Opinion
20-P-417
04-27-2021
MEMORANDUM AND ORDER PURSUANT TO RULE 23.0
After a jury-waived trial, the defendant was convicted of violating a G. L. c. 209A abuse prevention order (209A order). At issue on appeal is whether the evidence was sufficient to prove beyond a reasonable doubt that the defendant contacted the victim in violation of the 209A order. We conclude that it was and therefore affirm.
Background. The judge could have found the following facts. The victim obtained the 209A order in February 2017, after dating the defendant for around five years. The 209A order required the defendant to stay away from the victim and prohibited him from contacting her. On February 4, 2019, the victim obtained an extension of the 209A order following a Probate Court hearing at which the defendant was present. During the extension hearing, the victim stated that she had recently moved and that her new address "was impounded by the address confidentiality program." This was the first time that the victim told the defendant about her involvement in the program.
Five days after the extension hearing, the victim went to her front door to retrieve a package and found a handwritten note between the outer glass door and inner wooden door. The note read, "You can't hide." The victim had last used the front door the day before the extension hearing, which she recalled specifically because the Super Bowl was on that day and she had a pizza delivered. Had the note been there at the time, the victim would have noticed because she would have stepped on it when she stood in the doorway to get the pizza. The victim was familiar with the defendant's handwriting, as she had seen it numerous times, and she believed that the handwriting on the note was similar. Furthermore, neither the victim nor her husband were concealing their address from anyone other than the defendant.
An exemplar of the defendant's handwriting was entered in evidence for comparison.
Discussion. To sustain a conviction under G. L. c. 209A, § 7, the Commonwealth has the burden of proving, among other elements, that "the defendant violated the [209A] order." Commonwealth v. Silva, 431 Mass. 401, 403 (2000). The defendant contends that the Commonwealth failed to meet this burden because it presented insufficient evidence that he was responsible for the note, which was the sole basis for finding him in violation of the 209A order.
The defendant does not challenge the sufficiency of the evidence as to the other elements of the offense.

::::::::

§ Required tasks:
(1) Rewrite the paragraph of the court opinion that begins "Five days after the extension hearing" as a short bulleted list, keeping its main facts.
(2) According to the court opinion, on what date did the victim get the extension of the 209A order?
(3) Write the next part of the court opinion, picking up after its last sentence.
The items after this point have no connection to the court opinion.

::::::::

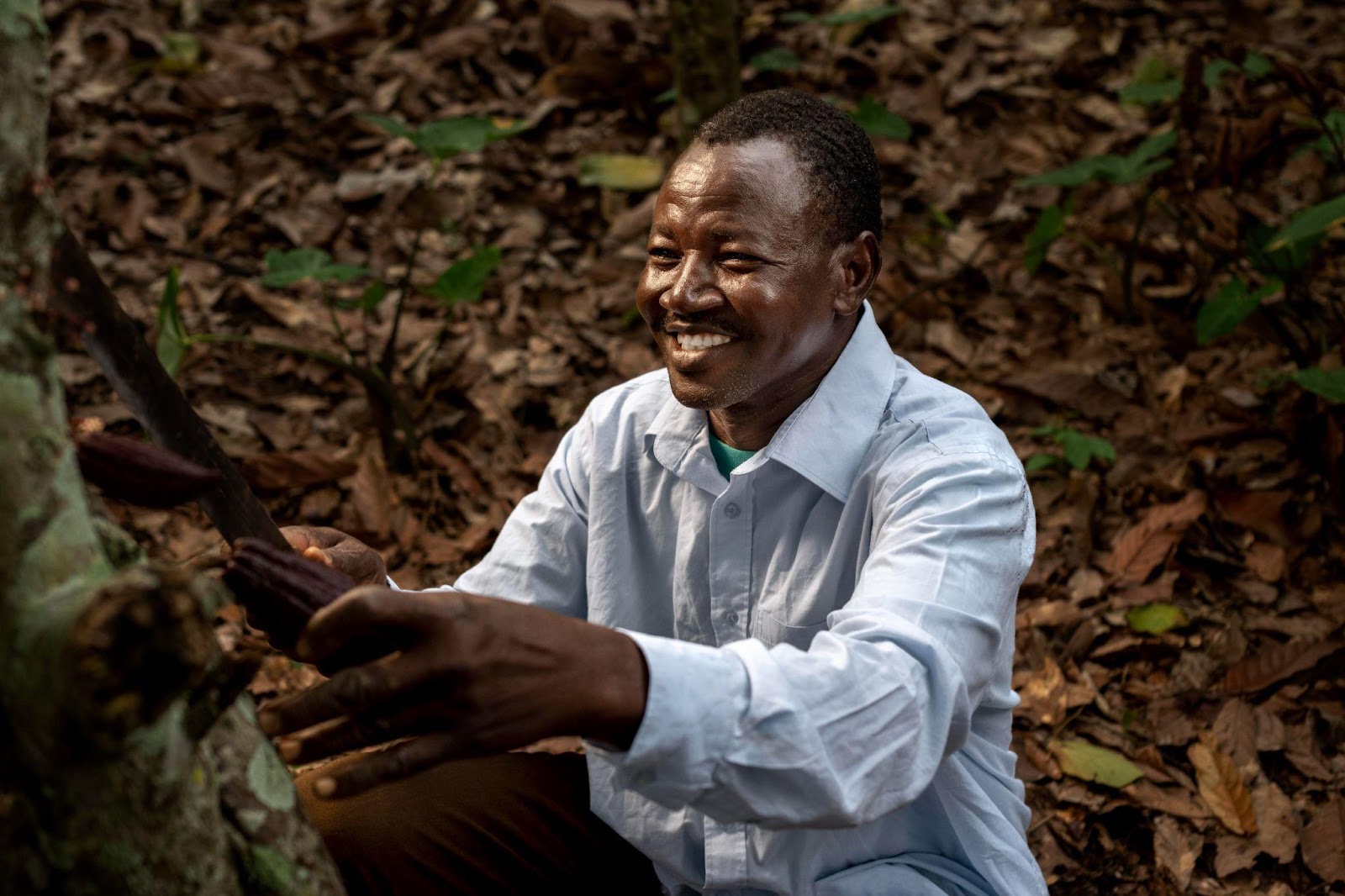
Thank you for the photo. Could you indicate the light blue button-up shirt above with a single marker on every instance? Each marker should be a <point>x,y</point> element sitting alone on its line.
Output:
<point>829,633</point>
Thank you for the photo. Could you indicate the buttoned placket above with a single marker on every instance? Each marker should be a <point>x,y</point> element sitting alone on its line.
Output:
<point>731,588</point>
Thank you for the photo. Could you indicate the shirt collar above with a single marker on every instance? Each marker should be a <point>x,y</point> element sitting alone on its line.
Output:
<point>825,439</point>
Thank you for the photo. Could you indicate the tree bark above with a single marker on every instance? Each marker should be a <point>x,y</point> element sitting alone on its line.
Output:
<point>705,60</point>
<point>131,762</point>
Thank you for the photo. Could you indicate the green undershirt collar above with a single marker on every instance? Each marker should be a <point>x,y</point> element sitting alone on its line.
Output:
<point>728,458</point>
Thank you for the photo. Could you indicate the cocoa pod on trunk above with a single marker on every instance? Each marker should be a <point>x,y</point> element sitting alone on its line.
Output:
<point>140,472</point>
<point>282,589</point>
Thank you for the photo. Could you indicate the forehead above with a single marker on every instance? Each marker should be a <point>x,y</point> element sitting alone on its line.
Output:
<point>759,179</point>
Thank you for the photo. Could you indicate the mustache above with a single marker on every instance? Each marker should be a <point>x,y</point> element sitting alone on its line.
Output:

::::::::

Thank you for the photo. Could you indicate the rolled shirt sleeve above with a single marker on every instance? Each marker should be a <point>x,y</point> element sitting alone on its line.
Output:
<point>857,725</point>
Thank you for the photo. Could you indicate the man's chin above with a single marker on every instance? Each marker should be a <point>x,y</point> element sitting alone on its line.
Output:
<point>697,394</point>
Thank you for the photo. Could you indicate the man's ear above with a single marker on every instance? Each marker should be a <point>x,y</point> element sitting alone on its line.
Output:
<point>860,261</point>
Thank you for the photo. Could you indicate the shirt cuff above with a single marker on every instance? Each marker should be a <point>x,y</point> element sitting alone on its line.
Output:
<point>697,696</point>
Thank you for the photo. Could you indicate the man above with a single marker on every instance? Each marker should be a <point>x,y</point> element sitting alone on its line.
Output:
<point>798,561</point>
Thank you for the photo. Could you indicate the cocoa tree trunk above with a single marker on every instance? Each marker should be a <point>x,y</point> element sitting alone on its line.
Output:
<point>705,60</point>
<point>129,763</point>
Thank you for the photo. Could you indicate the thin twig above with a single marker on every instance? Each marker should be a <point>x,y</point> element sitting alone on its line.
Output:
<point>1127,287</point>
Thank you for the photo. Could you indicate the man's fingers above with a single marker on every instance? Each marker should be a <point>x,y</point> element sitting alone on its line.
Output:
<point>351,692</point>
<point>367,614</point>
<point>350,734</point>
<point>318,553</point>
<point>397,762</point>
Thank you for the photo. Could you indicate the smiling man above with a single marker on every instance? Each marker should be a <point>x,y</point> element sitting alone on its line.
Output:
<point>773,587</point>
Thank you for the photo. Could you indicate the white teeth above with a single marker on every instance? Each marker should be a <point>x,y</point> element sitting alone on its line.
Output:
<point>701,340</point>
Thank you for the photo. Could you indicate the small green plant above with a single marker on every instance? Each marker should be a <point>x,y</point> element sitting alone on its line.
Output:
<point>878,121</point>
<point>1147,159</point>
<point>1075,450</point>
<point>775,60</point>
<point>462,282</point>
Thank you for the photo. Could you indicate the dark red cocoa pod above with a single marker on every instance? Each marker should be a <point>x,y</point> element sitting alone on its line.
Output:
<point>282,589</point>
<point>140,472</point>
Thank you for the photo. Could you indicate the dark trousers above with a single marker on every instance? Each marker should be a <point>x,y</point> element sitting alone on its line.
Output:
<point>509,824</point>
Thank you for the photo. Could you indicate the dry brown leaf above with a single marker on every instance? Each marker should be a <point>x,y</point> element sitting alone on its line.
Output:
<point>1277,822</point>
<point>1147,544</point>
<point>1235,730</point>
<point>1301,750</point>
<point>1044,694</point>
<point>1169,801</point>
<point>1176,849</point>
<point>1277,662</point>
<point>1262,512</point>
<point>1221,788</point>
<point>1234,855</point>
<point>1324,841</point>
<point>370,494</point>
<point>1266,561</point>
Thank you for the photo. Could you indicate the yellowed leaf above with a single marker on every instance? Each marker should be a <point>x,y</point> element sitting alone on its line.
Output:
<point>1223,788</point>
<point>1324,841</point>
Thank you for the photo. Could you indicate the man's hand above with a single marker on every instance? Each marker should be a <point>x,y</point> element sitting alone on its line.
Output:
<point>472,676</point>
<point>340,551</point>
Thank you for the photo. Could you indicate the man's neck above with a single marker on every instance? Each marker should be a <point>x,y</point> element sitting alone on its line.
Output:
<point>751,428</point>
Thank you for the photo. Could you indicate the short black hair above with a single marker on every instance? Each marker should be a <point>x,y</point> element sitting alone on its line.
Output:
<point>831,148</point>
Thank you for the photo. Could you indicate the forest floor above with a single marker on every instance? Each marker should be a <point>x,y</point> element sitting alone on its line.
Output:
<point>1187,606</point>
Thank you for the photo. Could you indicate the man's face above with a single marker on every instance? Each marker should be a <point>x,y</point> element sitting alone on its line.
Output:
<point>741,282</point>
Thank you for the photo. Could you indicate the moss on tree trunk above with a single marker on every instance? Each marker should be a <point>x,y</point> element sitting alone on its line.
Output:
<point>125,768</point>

::::::::

§ Per-task outputs:
(1)
- Five days after the extension hearing, the victim found a handwritten note between her outer glass door and inner wooden door while getting a package.
- The note said, "You can't hide."
- She had last used that door the day before the hearing, Super Bowl day, when she got a pizza delivered. She would have stepped on the note if it had been there then.
- She knew the defendant's handwriting well and thought the note's writing looked similar.
- She and her husband were hiding their address only from the defendant.

(2) February 4, 2019.

(3)
Viewing the evidence in the light most favorable to the Commonwealth, see Commonwealth v. Ayala, 481 Mass. 46, 51 (2018), we conclude that the judge, as trier of fact, could have found beyond a reasonable doubt that the defendant violated the 209A order. The evidence permitted a finding that the note was left in the victim's doorway at some point during the five days following the extension hearing. The judge could also have inferred that the message, "You can't hide," referred to the victim's participation in the address confidentiality program, which she revealed to the defendant for the first time at the hearing. Given the timing and the content of the note, and the surrounding circumstances, the judge did not have to "resort to speculation or irrational thinking to find the defendant responsible." Commonwealth v. Russell, 46 Mass. App. Ct. 307, 310 (1999). More than establishing just motive to commit the crime, the circumstantial evidence, and the common-sense inferences therefrom, pointed to the defendant as the perpetrator. See id. at 311 (based on common-sense inferences from evidence, jury could have found that defendant called wife in violation of 209A order and that it was not equally plausible that some unknown third person did so "for no apparent reason and coincidentally on the heels of the defendant's learning of the [209A] order").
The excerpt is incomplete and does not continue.